**Source data**
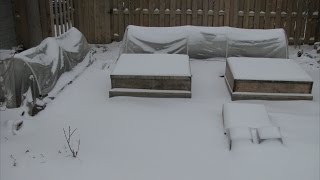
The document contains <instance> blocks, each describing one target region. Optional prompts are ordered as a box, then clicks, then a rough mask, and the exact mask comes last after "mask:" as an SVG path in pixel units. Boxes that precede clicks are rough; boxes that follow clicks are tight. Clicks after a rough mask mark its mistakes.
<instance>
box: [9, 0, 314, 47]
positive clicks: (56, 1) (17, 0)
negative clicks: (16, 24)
mask: <svg viewBox="0 0 320 180" xmlns="http://www.w3.org/2000/svg"><path fill="white" fill-rule="evenodd" d="M18 1H21V4H22V5H21V6H20V10H18V11H19V12H23V11H24V15H23V16H24V17H18V18H16V19H20V20H19V21H18V20H17V21H16V24H18V23H20V24H22V25H16V27H17V28H16V29H17V33H18V34H20V35H17V36H18V37H17V39H22V38H21V37H22V36H23V38H24V40H23V41H24V42H27V41H31V38H30V39H29V37H30V33H32V34H33V36H38V35H36V34H40V35H41V39H43V38H45V37H47V36H49V35H50V34H51V35H54V32H56V33H57V35H60V34H62V33H63V32H65V31H67V30H68V29H69V28H71V27H72V26H75V27H77V28H78V29H79V30H80V31H81V32H82V33H83V34H84V35H85V36H86V37H87V39H88V41H89V42H91V43H109V42H111V41H112V40H113V39H114V40H121V39H122V37H123V34H124V31H125V29H126V26H127V25H129V24H135V25H143V26H176V25H187V24H192V25H198V26H233V27H240V28H243V27H244V28H263V29H268V28H285V30H286V32H287V36H288V39H289V42H290V43H293V42H296V43H298V42H300V43H305V44H312V43H314V42H315V40H316V39H319V37H318V36H319V30H318V29H319V26H320V25H319V23H318V21H319V20H318V19H319V0H310V4H306V2H308V1H303V0H136V1H132V0H110V1H105V2H102V0H92V1H85V0H66V1H58V0H53V1H48V2H50V3H47V1H42V0H41V1H39V0H27V1H22V0H14V2H18ZM29 2H30V3H29ZM35 2H38V3H39V4H38V5H36V4H37V3H35ZM15 4H16V3H15ZM27 4H29V5H27ZM30 4H33V5H34V6H33V8H34V7H39V8H40V9H38V10H35V11H34V12H30V11H27V10H28V9H30V7H31V5H30ZM107 4H108V5H107ZM50 5H53V6H51V7H50ZM103 7H104V9H102V8H103ZM22 9H24V10H22ZM36 9H37V8H36ZM50 11H51V13H50ZM111 11H112V14H110V13H111ZM109 12H110V13H109ZM28 13H31V14H34V15H33V16H34V17H35V16H37V15H35V14H40V15H39V17H35V20H29V19H31V18H30V17H26V16H27V14H28ZM22 14H23V13H22ZM39 18H40V25H39V24H38V25H35V24H32V23H35V22H36V21H37V22H39ZM22 19H25V20H24V21H23V22H22V21H21V20H22ZM30 22H31V24H32V25H31V24H30ZM23 24H24V25H23ZM29 24H30V26H32V28H33V29H34V28H35V27H36V29H37V28H38V30H36V32H37V33H35V32H29V30H26V29H29V28H31V27H29ZM103 26H105V27H103ZM18 27H19V28H18ZM54 28H55V29H54ZM317 28H318V29H317ZM22 31H25V32H24V33H23V32H22ZM27 31H28V32H27ZM31 31H33V30H31ZM23 34H24V35H23ZM27 39H28V40H27ZM38 39H39V38H38ZM299 39H301V41H299ZM38 41H39V40H38ZM20 42H21V40H20ZM24 44H26V43H24Z"/></svg>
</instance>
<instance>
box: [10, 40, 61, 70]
mask: <svg viewBox="0 0 320 180" xmlns="http://www.w3.org/2000/svg"><path fill="white" fill-rule="evenodd" d="M60 55H61V53H60V50H59V45H58V43H57V42H56V40H55V38H46V39H44V40H43V41H42V42H41V44H39V45H38V46H36V47H34V48H30V49H28V50H26V51H23V52H21V53H19V54H16V55H15V58H19V59H22V60H23V61H26V62H31V63H38V64H41V65H44V66H49V65H51V72H52V73H54V72H56V70H57V69H61V68H62V67H58V66H59V61H58V60H59V58H60ZM60 66H63V63H61V64H60Z"/></svg>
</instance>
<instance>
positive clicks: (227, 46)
mask: <svg viewBox="0 0 320 180" xmlns="http://www.w3.org/2000/svg"><path fill="white" fill-rule="evenodd" d="M121 53H169V54H188V55H189V56H190V57H191V58H196V59H208V58H213V57H233V56H235V57H241V56H243V57H266V58H288V42H287V37H286V34H285V31H284V30H283V29H269V30H263V29H259V30H258V29H239V28H232V27H200V26H177V27H140V26H132V25H130V26H128V27H127V29H126V33H125V35H124V38H123V47H122V51H121Z"/></svg>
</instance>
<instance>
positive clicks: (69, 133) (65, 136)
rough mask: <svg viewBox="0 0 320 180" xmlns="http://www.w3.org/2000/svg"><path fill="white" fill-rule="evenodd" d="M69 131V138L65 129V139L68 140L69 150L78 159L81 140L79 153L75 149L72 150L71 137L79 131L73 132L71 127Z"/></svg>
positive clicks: (78, 142) (73, 148) (67, 143)
mask: <svg viewBox="0 0 320 180" xmlns="http://www.w3.org/2000/svg"><path fill="white" fill-rule="evenodd" d="M68 130H69V131H68V136H67V133H66V130H65V129H64V128H63V133H64V137H65V139H66V141H67V144H68V147H69V150H70V152H71V153H72V157H77V155H78V152H79V149H80V139H79V141H78V149H77V151H75V149H74V148H72V147H71V144H70V141H71V137H72V135H73V134H74V132H75V131H76V130H77V128H76V129H74V130H73V131H72V132H71V127H70V126H69V128H68Z"/></svg>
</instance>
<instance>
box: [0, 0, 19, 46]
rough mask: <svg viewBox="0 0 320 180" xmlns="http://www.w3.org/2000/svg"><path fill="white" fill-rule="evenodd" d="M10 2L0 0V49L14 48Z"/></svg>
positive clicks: (15, 43)
mask: <svg viewBox="0 0 320 180" xmlns="http://www.w3.org/2000/svg"><path fill="white" fill-rule="evenodd" d="M16 45H17V42H16V35H15V28H14V18H13V11H12V5H11V0H0V49H11V47H12V46H16Z"/></svg>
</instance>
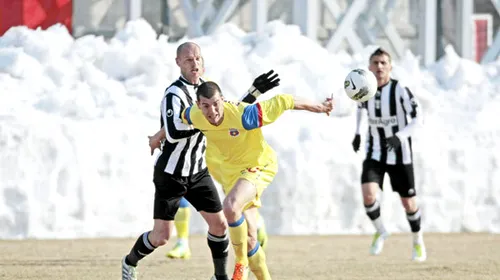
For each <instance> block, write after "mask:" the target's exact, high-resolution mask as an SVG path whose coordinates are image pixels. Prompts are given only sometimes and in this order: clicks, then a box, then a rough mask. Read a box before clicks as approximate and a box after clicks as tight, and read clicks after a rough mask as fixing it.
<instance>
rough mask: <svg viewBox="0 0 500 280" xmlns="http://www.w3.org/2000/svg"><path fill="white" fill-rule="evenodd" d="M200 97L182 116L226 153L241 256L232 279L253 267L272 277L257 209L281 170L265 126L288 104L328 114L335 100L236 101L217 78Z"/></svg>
mask: <svg viewBox="0 0 500 280" xmlns="http://www.w3.org/2000/svg"><path fill="white" fill-rule="evenodd" d="M196 98H197V101H196V105H193V106H190V107H187V108H186V109H185V110H184V111H183V113H182V121H183V122H184V123H186V124H190V125H193V126H194V127H195V128H197V129H199V130H201V131H202V132H203V134H204V135H205V137H206V138H207V146H208V147H210V146H211V145H214V146H215V147H216V148H217V150H218V151H219V153H220V156H221V158H222V162H223V163H222V165H223V166H222V167H223V168H221V169H220V172H221V173H220V176H221V178H220V180H221V184H222V187H223V189H224V193H225V194H226V198H225V199H224V202H223V211H224V215H225V216H226V219H227V221H228V224H229V235H230V239H231V242H232V244H233V248H234V251H235V257H236V265H235V269H234V273H233V277H232V279H233V280H246V279H248V267H250V270H251V271H252V272H253V273H254V274H255V276H256V277H257V279H259V280H268V279H271V276H270V274H269V271H268V269H267V265H266V260H265V259H266V258H265V253H264V251H263V250H261V249H260V246H259V243H258V242H257V236H256V235H257V229H256V211H257V208H259V207H260V206H261V200H260V198H261V196H262V193H263V191H264V189H265V188H266V187H267V186H268V185H269V184H270V183H271V182H272V180H273V179H274V176H275V175H276V173H277V171H278V160H277V156H276V153H275V152H274V150H273V149H272V148H271V146H269V144H267V142H266V141H265V139H264V136H263V134H262V130H261V127H262V126H264V125H268V124H271V123H272V122H274V121H275V120H277V119H278V118H279V117H280V116H281V115H282V114H283V113H284V112H285V111H286V110H307V111H311V112H316V113H326V114H329V113H330V112H331V111H332V110H333V100H332V99H331V98H328V99H326V101H324V102H323V103H314V102H310V101H306V100H302V99H299V98H296V97H293V96H292V95H289V94H280V95H276V96H274V97H273V98H271V99H269V100H266V101H261V102H258V103H255V104H252V105H250V104H248V103H243V102H242V103H233V102H229V101H226V100H224V98H223V95H222V92H221V90H220V88H219V86H218V85H217V84H216V83H214V82H205V83H203V84H201V85H200V86H199V87H198V89H197V92H196Z"/></svg>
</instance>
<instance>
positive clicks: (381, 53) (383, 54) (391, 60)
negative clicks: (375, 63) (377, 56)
mask: <svg viewBox="0 0 500 280" xmlns="http://www.w3.org/2000/svg"><path fill="white" fill-rule="evenodd" d="M381 55H387V57H388V58H389V62H391V61H392V58H391V55H390V54H389V53H388V52H387V51H386V50H384V49H382V48H378V49H376V50H375V51H374V52H373V53H372V54H371V55H370V62H371V61H372V58H373V57H374V56H381Z"/></svg>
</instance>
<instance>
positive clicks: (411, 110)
mask: <svg viewBox="0 0 500 280" xmlns="http://www.w3.org/2000/svg"><path fill="white" fill-rule="evenodd" d="M369 69H370V71H372V72H373V74H375V77H376V78H377V83H378V91H377V93H376V94H375V97H373V98H372V99H370V100H368V101H366V102H363V103H360V104H359V106H358V115H357V123H356V135H355V137H354V140H353V142H352V145H353V148H354V151H355V152H357V151H358V150H359V146H360V142H361V137H360V134H359V126H360V122H361V117H362V116H363V115H362V113H363V111H366V112H367V114H368V118H369V119H368V124H369V128H368V138H367V140H366V142H367V145H366V159H365V160H364V162H363V171H362V174H361V183H362V192H363V200H364V206H365V209H366V213H367V215H368V217H369V218H370V219H371V220H372V222H373V225H374V226H375V228H376V230H377V232H376V233H375V235H374V237H373V242H372V245H371V248H370V253H371V254H372V255H378V254H380V253H381V252H382V249H383V246H384V241H385V239H386V238H387V237H388V236H389V233H388V232H387V230H386V229H385V227H384V224H383V222H382V218H381V215H380V203H379V201H377V199H376V195H377V192H378V190H379V189H382V185H383V182H384V174H385V173H388V175H389V179H390V180H391V186H392V189H393V190H394V191H396V192H398V193H399V195H400V197H401V202H402V204H403V206H404V208H405V210H406V217H407V219H408V223H409V224H410V228H411V231H412V232H413V251H412V258H413V260H415V261H424V260H425V259H426V258H427V254H426V250H425V245H424V240H423V234H422V230H421V228H420V217H421V214H420V209H419V208H418V205H417V202H416V200H415V197H416V195H417V192H416V190H415V179H414V175H413V151H412V144H411V136H412V135H413V133H414V131H415V128H416V127H417V125H418V123H419V121H420V118H421V112H420V107H419V105H418V102H417V100H416V99H415V97H414V96H413V94H412V93H411V92H410V90H409V89H408V88H407V87H404V86H403V85H401V83H399V81H398V80H395V79H391V76H390V74H391V70H392V66H391V56H390V55H389V53H388V52H386V51H385V50H383V49H377V50H376V51H375V52H374V53H373V54H372V55H371V56H370V66H369Z"/></svg>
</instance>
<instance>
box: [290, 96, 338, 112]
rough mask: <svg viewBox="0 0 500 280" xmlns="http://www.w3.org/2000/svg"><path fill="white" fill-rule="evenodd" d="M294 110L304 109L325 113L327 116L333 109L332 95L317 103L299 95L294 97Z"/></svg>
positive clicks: (308, 110)
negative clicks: (325, 98)
mask: <svg viewBox="0 0 500 280" xmlns="http://www.w3.org/2000/svg"><path fill="white" fill-rule="evenodd" d="M293 99H294V105H295V106H294V108H293V109H294V110H305V111H309V112H313V113H326V114H327V115H328V116H329V115H330V112H331V111H332V110H333V97H330V98H327V99H326V100H325V101H324V102H322V103H318V102H314V101H311V100H308V99H303V98H300V97H294V98H293Z"/></svg>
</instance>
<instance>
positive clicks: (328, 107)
mask: <svg viewBox="0 0 500 280" xmlns="http://www.w3.org/2000/svg"><path fill="white" fill-rule="evenodd" d="M332 109H333V100H332V99H331V98H327V99H326V101H324V102H323V103H317V102H311V101H308V100H305V99H302V98H298V97H294V96H292V95H290V94H278V95H276V96H274V97H273V98H271V99H268V100H265V101H262V102H258V103H255V104H252V105H249V106H247V107H245V109H244V111H243V114H242V116H241V121H242V124H243V127H244V128H245V129H246V130H252V129H255V128H259V127H262V126H264V125H268V124H271V123H273V122H274V121H276V120H277V119H278V118H279V117H280V116H281V115H282V114H283V113H284V112H285V111H286V110H306V111H310V112H315V113H327V114H329V113H330V112H331V111H332Z"/></svg>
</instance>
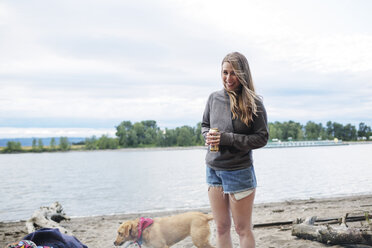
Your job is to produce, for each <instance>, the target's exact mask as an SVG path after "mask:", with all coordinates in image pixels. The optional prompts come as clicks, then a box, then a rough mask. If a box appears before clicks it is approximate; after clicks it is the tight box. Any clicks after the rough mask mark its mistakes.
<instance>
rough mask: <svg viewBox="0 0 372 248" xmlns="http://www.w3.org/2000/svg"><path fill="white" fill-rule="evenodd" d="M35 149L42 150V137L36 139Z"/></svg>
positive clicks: (42, 141) (43, 146)
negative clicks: (35, 148) (36, 143)
mask: <svg viewBox="0 0 372 248" xmlns="http://www.w3.org/2000/svg"><path fill="white" fill-rule="evenodd" d="M37 149H38V151H40V152H42V151H43V150H44V144H43V140H42V139H38V141H37Z"/></svg>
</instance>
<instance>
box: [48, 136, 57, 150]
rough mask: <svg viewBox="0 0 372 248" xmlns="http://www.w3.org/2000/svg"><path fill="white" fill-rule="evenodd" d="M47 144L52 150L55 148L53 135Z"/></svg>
mask: <svg viewBox="0 0 372 248" xmlns="http://www.w3.org/2000/svg"><path fill="white" fill-rule="evenodd" d="M49 146H50V150H52V151H55V150H56V139H55V138H54V137H53V138H52V139H51V140H50V144H49Z"/></svg>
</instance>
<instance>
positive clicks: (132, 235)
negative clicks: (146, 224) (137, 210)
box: [129, 219, 139, 238]
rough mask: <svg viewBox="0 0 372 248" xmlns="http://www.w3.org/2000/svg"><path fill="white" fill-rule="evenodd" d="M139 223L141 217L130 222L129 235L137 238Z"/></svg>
mask: <svg viewBox="0 0 372 248" xmlns="http://www.w3.org/2000/svg"><path fill="white" fill-rule="evenodd" d="M138 223H139V219H136V220H133V221H131V222H130V229H129V235H130V236H132V237H133V238H137V236H138Z"/></svg>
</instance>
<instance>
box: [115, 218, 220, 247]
mask: <svg viewBox="0 0 372 248" xmlns="http://www.w3.org/2000/svg"><path fill="white" fill-rule="evenodd" d="M212 219H213V217H212V215H208V214H204V213H201V212H186V213H182V214H178V215H173V216H167V217H158V218H154V219H153V221H154V222H153V224H152V225H150V226H149V227H147V228H146V229H144V230H143V232H142V240H143V243H144V244H145V245H146V246H149V247H153V248H168V247H171V246H172V245H174V244H176V243H178V242H179V241H181V240H183V239H185V238H186V237H187V236H191V238H192V242H193V243H194V245H195V246H196V247H198V248H214V247H213V246H212V245H211V244H210V243H209V236H210V227H209V223H208V222H209V221H210V220H212ZM138 225H139V219H135V220H129V221H125V222H123V224H121V225H120V227H119V229H118V235H117V237H116V240H115V242H114V245H115V246H119V245H122V244H124V243H125V242H127V241H134V242H137V241H138V240H137V239H138Z"/></svg>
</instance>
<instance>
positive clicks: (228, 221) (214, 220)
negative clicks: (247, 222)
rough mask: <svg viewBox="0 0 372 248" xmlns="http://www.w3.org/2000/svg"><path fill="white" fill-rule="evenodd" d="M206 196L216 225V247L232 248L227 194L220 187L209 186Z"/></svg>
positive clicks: (228, 201)
mask: <svg viewBox="0 0 372 248" xmlns="http://www.w3.org/2000/svg"><path fill="white" fill-rule="evenodd" d="M208 196H209V202H210V204H211V209H212V214H213V218H214V221H215V222H216V226H217V247H218V248H232V242H231V233H230V231H231V216H230V207H229V195H225V194H224V193H223V191H222V187H209V189H208Z"/></svg>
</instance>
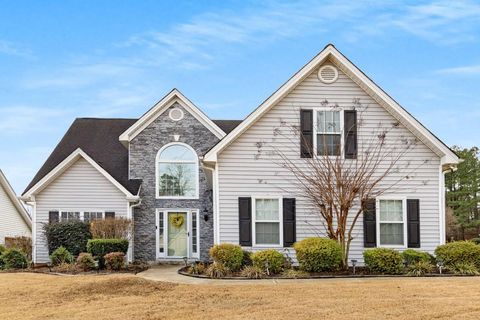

**Task instructions**
Where the word "coordinates" occurs in a line of the records, copy that line.

**Task answer**
For each <instance> block, write after "mask:" the target's exact, high-resolution mask as an SVG path whose coordinates are image pixels. Prompts are given only sometimes and in this order: clicks, then a box, then a rough mask. Read a box before clicks as approximate and a box after clicks as tight, and read clicks after a rough mask as fixing it.
Your job is to produce, for each <instance>, the target's exact mask as an SVG path after "mask:", with all coordinates in image pixels. The optional prompts come as clicks, then a box, then a rough mask. If a box appears before clicks it is approximate; after clicks it is the tight box. Any clicks after the rough mask mark its mistakes.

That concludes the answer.